Repeat the lines that follow, leaving nothing out.

** Begin ITEMS **

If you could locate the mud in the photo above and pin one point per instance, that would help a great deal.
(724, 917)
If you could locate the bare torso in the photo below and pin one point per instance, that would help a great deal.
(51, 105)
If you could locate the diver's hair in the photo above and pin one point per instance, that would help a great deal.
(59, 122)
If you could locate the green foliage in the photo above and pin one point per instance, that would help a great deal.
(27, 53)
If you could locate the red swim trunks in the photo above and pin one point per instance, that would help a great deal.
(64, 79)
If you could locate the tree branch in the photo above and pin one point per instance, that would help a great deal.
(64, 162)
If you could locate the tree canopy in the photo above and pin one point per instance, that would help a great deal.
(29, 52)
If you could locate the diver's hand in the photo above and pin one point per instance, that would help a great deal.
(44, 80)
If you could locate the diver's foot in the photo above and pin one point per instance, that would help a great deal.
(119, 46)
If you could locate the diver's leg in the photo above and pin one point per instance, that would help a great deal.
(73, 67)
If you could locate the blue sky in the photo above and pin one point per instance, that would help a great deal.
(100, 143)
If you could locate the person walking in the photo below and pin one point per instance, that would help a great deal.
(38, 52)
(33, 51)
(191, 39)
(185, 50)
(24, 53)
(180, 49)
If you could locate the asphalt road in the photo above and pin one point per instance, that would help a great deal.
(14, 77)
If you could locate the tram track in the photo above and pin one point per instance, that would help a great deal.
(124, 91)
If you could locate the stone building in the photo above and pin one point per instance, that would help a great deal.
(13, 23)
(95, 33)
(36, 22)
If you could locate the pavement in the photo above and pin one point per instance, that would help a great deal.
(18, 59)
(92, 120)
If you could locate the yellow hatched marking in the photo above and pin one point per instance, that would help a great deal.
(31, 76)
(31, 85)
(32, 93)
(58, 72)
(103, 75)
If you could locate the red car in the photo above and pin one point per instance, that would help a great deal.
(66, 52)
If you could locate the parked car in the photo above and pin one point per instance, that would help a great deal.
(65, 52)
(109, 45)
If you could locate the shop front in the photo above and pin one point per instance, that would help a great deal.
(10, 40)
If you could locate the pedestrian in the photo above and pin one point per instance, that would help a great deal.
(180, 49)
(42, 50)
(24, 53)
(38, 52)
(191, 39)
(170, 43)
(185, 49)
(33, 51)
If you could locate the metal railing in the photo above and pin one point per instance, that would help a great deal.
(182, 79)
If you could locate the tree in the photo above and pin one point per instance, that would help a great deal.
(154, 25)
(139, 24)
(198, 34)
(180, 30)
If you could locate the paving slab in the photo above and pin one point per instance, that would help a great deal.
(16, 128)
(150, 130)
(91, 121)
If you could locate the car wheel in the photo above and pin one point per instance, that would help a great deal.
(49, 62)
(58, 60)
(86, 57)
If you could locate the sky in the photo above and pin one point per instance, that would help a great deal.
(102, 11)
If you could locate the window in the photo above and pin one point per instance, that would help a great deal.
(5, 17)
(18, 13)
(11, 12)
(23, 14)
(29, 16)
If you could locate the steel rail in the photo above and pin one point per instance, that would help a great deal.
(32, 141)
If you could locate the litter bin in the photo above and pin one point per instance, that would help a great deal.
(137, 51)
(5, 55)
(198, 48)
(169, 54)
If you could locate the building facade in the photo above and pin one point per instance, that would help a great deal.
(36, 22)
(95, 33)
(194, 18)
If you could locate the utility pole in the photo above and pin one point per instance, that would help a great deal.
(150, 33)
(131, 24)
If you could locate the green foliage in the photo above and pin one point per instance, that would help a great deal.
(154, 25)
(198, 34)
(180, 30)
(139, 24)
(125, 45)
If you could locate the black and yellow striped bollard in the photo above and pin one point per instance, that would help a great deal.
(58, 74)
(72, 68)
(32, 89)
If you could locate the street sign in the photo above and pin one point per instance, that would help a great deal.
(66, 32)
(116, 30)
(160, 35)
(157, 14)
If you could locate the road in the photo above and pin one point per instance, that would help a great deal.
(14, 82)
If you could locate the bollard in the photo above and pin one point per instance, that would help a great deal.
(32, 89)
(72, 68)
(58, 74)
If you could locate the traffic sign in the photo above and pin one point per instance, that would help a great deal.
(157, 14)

** End ITEMS **

[THE OUTPUT]:
If you could locate the mud in the photo above and pin one point per instance, that would help a great deal.
(724, 917)
If you could locate the bare torso in the photo below and pin one point per instance, that would help a great deal.
(51, 105)
If you could locate the diver's hair in the photo above and pin one point per instance, that would help a great deal.
(59, 122)
If you could locate the green foliage in the photo above and pin one point per instance, that would help a great deal.
(27, 53)
If you could locate the red swim trunks in the photo above and pin one point per instance, that would help a great deal.
(64, 79)
If you could locate the tree branch in the photo above and pin one point per instance, that would help a great deal.
(64, 162)
If you could locate the tree canopy in the photo above and pin one point per instance, that would help a great deal.
(29, 52)
If you could locate the diver's hand in the photo above and pin one point per instance, that would help a great deal.
(44, 80)
If you could locate the diver's foot in the photo above and pin one point per instance, that would help a great deal.
(119, 46)
If you could locate the diver's leg in the photo above and pin one point per instance, that would help a great deal.
(73, 67)
If you could locate the blue sky in the photo above and pin one point per instance, that would help a great deal.
(100, 143)
If you could locate the person walking in the photo below and pin one point per instance, that would help a great deal.
(38, 52)
(33, 51)
(191, 39)
(185, 50)
(24, 53)
(180, 49)
If you could locate the asphalt road in the photo above and pin one point per instance, that would help a great deal.
(14, 77)
If you could locate the tram track in the photo above and pin one point per instance, that would help a great deal.
(124, 91)
If you could locate the stone building in the photo above and pin one point per instance, that would help a great deal.
(13, 23)
(95, 33)
(36, 22)
If you could locate the pavement in the photo above and pin one point per instance, that would help a great deal.
(18, 59)
(92, 120)
If you could locate the yellow hatched marking in the photo above and pin one point per instance, that would help a great deal.
(31, 76)
(31, 85)
(32, 93)
(58, 72)
(103, 75)
If you could locate the red car in the photo above and pin one point per instance, that would help a great deal.
(66, 52)
If you could locate the parked car in the photo above and pin one point per instance, that would help a great deal.
(65, 52)
(109, 45)
If you could locate the shop front in the photo above and pin one point per instance, that would help a great deal.
(10, 40)
If you could locate the pedestrian in the photo above and pin one point per instance, that would help a great deal.
(180, 49)
(42, 50)
(24, 53)
(38, 52)
(191, 39)
(170, 43)
(185, 49)
(33, 51)
If you could locate the metal railing in the photo above and pin one point per instance, that would help a great deal.
(182, 79)
If you could locate the tree in the photo above and pin one point per instance, that would help a great deal.
(154, 25)
(139, 24)
(198, 34)
(180, 30)
If you could locate the paving slab in the photo above and pin one point per instance, that would help a great deal.
(16, 128)
(150, 130)
(91, 121)
If you could locate the car wheel in the photo above and pin one point per instance, that would help a great deal.
(49, 62)
(58, 60)
(86, 57)
If you could locate the sky in the photo above and pin one point per instance, that would help a great deal.
(102, 11)
If you could locate the window in the photo above and pin one point per instance, that would help a great deal.
(5, 17)
(18, 13)
(11, 12)
(23, 14)
(29, 16)
If you could locate the steel rail in the photo above and pin one point per instance, that would help a great deal.
(32, 141)
If you could locate the litter bin in the photo above and pin one point per instance, that would help a great deal.
(137, 51)
(5, 55)
(198, 48)
(169, 54)
If you could locate the building facade in the photo above and pin one point per instance, that would help a great deal.
(36, 22)
(95, 33)
(194, 18)
If you could locate the utility pole in the photo above and pin one point per instance, that would help a great deal.
(150, 33)
(131, 24)
If you could locate the green foliage in the photo above and pin one point per instance, that would help a great deal.
(154, 25)
(198, 34)
(180, 30)
(139, 24)
(125, 45)
If you could locate the black and yellow striped bollard in the photo above and pin one point per instance, that would help a great deal.
(58, 74)
(72, 68)
(32, 89)
If you could locate the street sign in the photo above and pin one point per instance, that would help a great deal.
(66, 32)
(116, 30)
(160, 35)
(157, 14)
If you could locate the road in the photo above and pin one point per instance, that would help a great deal.
(14, 82)
If you could locate the bollard in the photo above and pin one point per instance, that would help a great deal.
(32, 89)
(72, 68)
(58, 74)
If you could locate the traffic sign in the photo above and pin one point per instance, that would help a great deal.
(157, 14)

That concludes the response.